** What is expected **
Write out all of the data again, exactly as it reads.

Given information Start Marker

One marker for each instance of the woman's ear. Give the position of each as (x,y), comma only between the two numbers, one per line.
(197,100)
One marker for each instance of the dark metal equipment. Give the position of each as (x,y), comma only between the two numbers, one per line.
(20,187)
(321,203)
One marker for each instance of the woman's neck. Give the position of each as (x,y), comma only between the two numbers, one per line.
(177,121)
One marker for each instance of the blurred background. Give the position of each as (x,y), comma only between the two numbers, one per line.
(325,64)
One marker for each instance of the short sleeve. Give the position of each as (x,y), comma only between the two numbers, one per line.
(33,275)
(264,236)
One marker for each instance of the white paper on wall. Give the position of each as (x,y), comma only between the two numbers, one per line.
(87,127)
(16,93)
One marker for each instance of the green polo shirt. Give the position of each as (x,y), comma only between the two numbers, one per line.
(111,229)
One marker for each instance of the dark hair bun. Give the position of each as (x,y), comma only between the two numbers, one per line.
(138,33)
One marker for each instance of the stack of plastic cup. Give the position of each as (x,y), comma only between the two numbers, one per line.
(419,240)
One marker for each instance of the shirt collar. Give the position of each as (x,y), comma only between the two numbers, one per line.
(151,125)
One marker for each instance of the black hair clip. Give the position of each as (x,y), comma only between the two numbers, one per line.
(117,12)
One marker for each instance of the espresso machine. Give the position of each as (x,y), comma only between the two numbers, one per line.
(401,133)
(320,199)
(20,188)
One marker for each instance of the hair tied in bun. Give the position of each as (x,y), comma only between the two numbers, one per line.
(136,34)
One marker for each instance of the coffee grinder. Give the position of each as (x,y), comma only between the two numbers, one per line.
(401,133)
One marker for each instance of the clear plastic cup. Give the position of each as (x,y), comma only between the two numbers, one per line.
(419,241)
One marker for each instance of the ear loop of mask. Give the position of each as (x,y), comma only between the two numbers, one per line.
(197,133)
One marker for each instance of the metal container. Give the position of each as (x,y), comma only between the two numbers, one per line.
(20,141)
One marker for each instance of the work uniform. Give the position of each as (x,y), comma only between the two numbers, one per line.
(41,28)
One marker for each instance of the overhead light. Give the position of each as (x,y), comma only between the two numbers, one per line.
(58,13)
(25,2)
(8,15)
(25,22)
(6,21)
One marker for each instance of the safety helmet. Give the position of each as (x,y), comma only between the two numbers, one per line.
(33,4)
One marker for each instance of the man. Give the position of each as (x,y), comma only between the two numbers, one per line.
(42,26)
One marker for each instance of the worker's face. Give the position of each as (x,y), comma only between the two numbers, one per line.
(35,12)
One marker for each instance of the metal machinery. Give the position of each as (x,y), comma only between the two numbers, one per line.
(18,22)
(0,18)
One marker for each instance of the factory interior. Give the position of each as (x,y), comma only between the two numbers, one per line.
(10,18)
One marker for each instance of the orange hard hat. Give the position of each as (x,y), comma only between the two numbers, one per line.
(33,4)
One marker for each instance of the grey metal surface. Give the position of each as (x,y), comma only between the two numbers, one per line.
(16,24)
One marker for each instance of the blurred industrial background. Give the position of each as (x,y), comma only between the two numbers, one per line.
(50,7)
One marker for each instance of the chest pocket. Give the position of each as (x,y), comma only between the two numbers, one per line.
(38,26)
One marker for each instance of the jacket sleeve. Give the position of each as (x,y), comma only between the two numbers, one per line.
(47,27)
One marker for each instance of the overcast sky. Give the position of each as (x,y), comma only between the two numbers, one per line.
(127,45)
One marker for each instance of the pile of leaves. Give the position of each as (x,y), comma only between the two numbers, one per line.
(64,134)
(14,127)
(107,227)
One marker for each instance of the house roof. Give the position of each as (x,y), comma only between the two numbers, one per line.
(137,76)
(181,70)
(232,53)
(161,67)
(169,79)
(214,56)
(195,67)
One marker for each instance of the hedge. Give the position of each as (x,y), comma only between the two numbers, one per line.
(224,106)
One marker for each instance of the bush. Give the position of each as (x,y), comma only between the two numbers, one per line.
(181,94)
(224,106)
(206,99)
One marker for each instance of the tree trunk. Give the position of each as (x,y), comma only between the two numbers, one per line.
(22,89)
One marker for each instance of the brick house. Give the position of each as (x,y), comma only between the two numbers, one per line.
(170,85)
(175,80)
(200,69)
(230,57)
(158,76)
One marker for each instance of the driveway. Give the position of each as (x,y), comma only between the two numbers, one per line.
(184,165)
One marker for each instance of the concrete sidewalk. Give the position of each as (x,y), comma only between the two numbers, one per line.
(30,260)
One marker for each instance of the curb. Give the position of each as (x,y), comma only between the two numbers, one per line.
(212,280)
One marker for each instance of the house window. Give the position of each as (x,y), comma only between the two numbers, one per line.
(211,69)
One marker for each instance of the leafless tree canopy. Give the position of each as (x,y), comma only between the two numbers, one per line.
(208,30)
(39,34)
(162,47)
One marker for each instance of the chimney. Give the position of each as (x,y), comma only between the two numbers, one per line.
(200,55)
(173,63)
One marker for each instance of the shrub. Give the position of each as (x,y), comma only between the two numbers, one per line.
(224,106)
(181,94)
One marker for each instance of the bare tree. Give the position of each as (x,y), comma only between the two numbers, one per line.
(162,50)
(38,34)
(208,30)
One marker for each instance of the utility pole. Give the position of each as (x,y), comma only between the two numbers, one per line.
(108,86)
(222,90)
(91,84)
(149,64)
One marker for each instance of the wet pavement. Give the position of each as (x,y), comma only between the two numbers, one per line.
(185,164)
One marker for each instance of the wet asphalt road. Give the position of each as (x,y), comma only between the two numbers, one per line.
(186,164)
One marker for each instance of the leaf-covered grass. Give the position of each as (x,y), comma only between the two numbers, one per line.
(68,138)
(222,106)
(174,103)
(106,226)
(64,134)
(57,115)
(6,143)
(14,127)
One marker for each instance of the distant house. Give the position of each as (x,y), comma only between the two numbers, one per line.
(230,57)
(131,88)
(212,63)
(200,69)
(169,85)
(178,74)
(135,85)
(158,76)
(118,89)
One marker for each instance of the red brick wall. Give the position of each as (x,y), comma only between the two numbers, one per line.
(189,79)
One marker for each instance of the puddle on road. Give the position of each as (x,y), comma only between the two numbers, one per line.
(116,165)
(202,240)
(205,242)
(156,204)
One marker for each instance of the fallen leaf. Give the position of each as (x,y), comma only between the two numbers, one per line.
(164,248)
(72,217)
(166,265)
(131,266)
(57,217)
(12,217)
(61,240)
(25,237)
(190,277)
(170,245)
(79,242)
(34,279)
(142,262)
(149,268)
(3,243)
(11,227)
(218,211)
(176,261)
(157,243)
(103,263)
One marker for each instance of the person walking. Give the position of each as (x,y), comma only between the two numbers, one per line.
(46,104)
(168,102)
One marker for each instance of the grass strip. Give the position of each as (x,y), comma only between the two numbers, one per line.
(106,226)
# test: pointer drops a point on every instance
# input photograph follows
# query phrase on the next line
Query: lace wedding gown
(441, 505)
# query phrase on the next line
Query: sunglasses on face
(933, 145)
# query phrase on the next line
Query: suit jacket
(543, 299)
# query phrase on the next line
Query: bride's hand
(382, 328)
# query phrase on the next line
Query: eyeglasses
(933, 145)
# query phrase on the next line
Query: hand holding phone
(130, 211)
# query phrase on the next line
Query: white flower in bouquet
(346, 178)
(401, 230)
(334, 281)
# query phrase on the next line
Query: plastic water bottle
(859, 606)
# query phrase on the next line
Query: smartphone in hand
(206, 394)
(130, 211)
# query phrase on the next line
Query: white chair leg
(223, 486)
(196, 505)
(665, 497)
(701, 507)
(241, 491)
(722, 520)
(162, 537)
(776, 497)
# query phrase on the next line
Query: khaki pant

Given information End Marker

** Answer to this task **
One marker for each instance of the woman's ear. Give the position of each as (x,y), comma only between the two numbers, one per line.
(197,100)
One marker for each instance of the dark metal equipment. Give the position of each as (x,y), comma only between the two numbers, one per line.
(20,187)
(321,203)
One marker for each instance of the woman's neck. Give the position of each as (x,y), comma only between the two numbers, one per line.
(177,121)
One marker for each instance of the blurred background. Give the position of each as (x,y), comma only between the two numbers, one per line.
(325,64)
One marker for each instance of the short sleeve. Give the position of each as (x,y), comma only between the two numbers, one per line.
(33,275)
(264,236)
One marker for each instance of the white paper on wall. Give the position of each as (x,y), comma only between the two numbers, one per line.
(87,127)
(16,93)
One marker for each instance of the green polo shirt. Give the position of each as (x,y), comma only between the two numbers, one per line.
(111,229)
One marker for each instance of the dark hair bun. Give the position of each as (x,y), comma only between the two numbers, one per line.
(138,33)
One marker for each instance of the stack of plastic cup. Give the position of each as (x,y), comma only between the two numbers, one per line.
(419,240)
One marker for each instance of the shirt collar. Give the position of each as (x,y), comma only between the two numbers, one per line.
(151,125)
One marker for each instance of the black hair clip. Give the position of each as (x,y), comma only between the two numbers, one per line.
(117,12)
One marker for each instance of the espresso machine. Give the position of each as (x,y), comma only between the two numbers, one per line.
(401,133)
(320,199)
(20,188)
One marker for each instance of the hair tied in bun. Give the position of each as (x,y), comma only between the two numbers, one per line.
(136,34)
One marker for each instance of the coffee grinder. Give the position of each as (x,y), comma only between the two numbers, one per line.
(401,133)
One marker for each instance of the clear plastic cup. Give the position of each as (x,y), comma only between the two numbers, one per line.
(419,241)
One marker for each instance of the ear loop of mask. Give the position of each as (x,y), comma only between the two numbers, one per line.
(197,133)
One marker for each instance of the metal container. Give the position of each as (x,y), comma only between the two numbers, one per line.
(20,141)
One marker for each instance of the work uniform. Give the position of each as (x,y), comma only between the two numbers, one per line.
(41,28)
One marker for each instance of the overhead light. Give the position of each as (x,y), comma only between the two numbers, one per line.
(58,13)
(25,2)
(8,15)
(25,22)
(6,21)
One marker for each instance of the safety helmet. Give the position of each as (x,y), comma only between the two numbers, one per line.
(33,4)
One marker for each instance of the man. Give the position of each as (x,y), comma only between the two numbers, one per line.
(42,26)
One marker for each instance of the worker's face. Give the position of each as (x,y), comma only between the two numbers, one per line.
(35,12)
One marker for each instance of the metal machinery. Give the position of each as (x,y), comma only between the two numbers, one per line.
(18,22)
(0,18)
One marker for each instance of the factory interior. Give the position of each as (x,y), comma only between the two numbers, one per line.
(10,18)
One marker for each instance of the orange hard hat. Give the position of each as (x,y), comma only between the two numbers, one per line.
(33,4)
One marker for each instance of the grey metal surface. Give the position of each as (x,y), comma only between the two numbers, one per line.
(16,24)
One marker for each instance of the blurred industrial background. Give the position of each as (x,y), comma only between the two numbers, one per line.
(50,7)
One marker for each instance of the chest pocket. Give the position of each as (x,y), comma only between the two numbers, one per line.
(38,26)
One marker for each instance of the jacket sleeve. Give the position of each as (x,y), comma only between the two numbers, one per line.
(47,27)
One marker for each instance of the overcast sky. Give the position of each as (x,y), comma only between the two numbers, one per line.
(127,45)
One marker for each instance of the pile of leaves. Give the position of each as (x,y), comma only between the two numbers, one per line.
(64,134)
(14,127)
(107,227)
One marker for each instance of the house roof. Give the position of each as (x,y), comma only between the two numbers, one per line.
(137,76)
(181,70)
(232,53)
(161,67)
(169,79)
(214,56)
(195,67)
One marker for each instance of the hedge. Give the position of each as (x,y), comma only between the two numbers, one per line.
(224,106)
One marker for each instance of the bush. Give the position of each as (x,y), comma only between the two numbers, one per line.
(181,94)
(224,106)
(206,99)
One marker for each instance of the tree trunk. Give the position of each as (x,y), comma only between the two numbers, one per line.
(22,89)
One marker for each instance of the brick house. Give the position of each as (x,y), comma only between the two numbers, one per line.
(170,85)
(175,80)
(200,69)
(230,57)
(158,76)
One marker for each instance of the driveway. Give the position of each as (x,y), comma only between the two numbers, one per line.
(184,165)
One marker for each instance of the concrete sidewalk. Give the position of each as (x,y), comma only between the two numbers, one per line.
(30,260)
One marker for each instance of the curb. Give the position of each as (x,y), comma only between the two numbers, one per line.
(212,280)
One marker for each instance of the house window. Give the position of each as (x,y), comma only between the two numbers, one per line.
(211,69)
One marker for each instance of the leafless tree canopy. Give the position of each as (x,y), comma only between the two numbers, one per line.
(208,30)
(39,34)
(162,47)
One marker for each instance of the chimney. Give the position of each as (x,y), comma only between the two numbers, one per line.
(200,55)
(173,63)
One marker for each instance of the shrub. Give the position of each as (x,y), comma only between the two numbers, one per line.
(224,106)
(181,94)
One marker for each instance of the bare tree. Give the position of each as (x,y), comma only between the two numbers, one per line.
(162,50)
(38,34)
(208,30)
One marker for each instance of the utility pole. Give the position of each as (x,y), comma only between the two numbers, one per line.
(108,86)
(222,90)
(91,84)
(149,64)
One marker for each instance of the wet pavement. Give the position of each as (x,y), comma only between the two numbers, one per line.
(185,164)
One marker for each instance of the wet asphalt road. Give the position of each as (x,y), comma only between the two numbers, one per line.
(186,164)
One marker for each instance of the leaf-covered grass. Give the position of each as (x,y), comma only between the two numbers, one per line.
(68,138)
(222,106)
(174,103)
(106,226)
(64,134)
(57,115)
(6,143)
(14,127)
One marker for each instance of the distant house. Give the position of each as (x,y), comma only between the two numbers, one per line.
(230,57)
(131,88)
(212,63)
(200,69)
(169,85)
(178,74)
(135,85)
(158,76)
(118,89)
One marker for each instance of the red brick wall. Give the position of each as (x,y), comma only between the two numbers, one per line.
(189,79)
One marker for each instance of the puddle on road. Give the position of each as (x,y), comma only between the two numbers, one per line.
(116,165)
(202,240)
(205,242)
(156,204)
One marker for each instance of the fallen leaf. Give the position of each as (x,y), comma only between the two numbers, one per line.
(164,248)
(72,217)
(166,265)
(131,266)
(57,217)
(12,217)
(61,240)
(25,237)
(190,277)
(170,245)
(79,242)
(34,279)
(142,262)
(149,268)
(3,243)
(11,227)
(218,211)
(176,261)
(157,243)
(103,263)
One marker for each instance of the person walking. Give the position of each as (x,y), comma only between the two numbers, one per line.
(46,104)
(168,102)
One marker for each instance of the grass strip. Give the position of each as (x,y), comma only between the two numbers, one per line.
(106,226)
# test: pointer drops a point on every instance
# input photograph follows
# query phrase on the next line
Query: lace wedding gown
(441, 505)
# query phrase on the next line
Query: sunglasses on face
(933, 145)
# query phrase on the next line
Query: suit jacket
(543, 299)
# query phrase on the next line
Query: bride's hand
(382, 328)
# query phrase on the next line
Query: eyeglasses
(933, 145)
# query phrase on the next line
Query: hand holding phone
(130, 211)
# query phrase on the next line
Query: white flower in bouquet
(346, 178)
(401, 230)
(334, 281)
# query phrase on the next line
Query: plastic water bottle
(859, 606)
# query phrase on the next line
Query: smartphone in hand
(206, 394)
(130, 211)
# query phrase on the next line
Query: white chair leg
(223, 486)
(196, 505)
(665, 497)
(701, 507)
(241, 491)
(722, 520)
(162, 537)
(776, 497)
# query phrase on the next line
Query: khaki pant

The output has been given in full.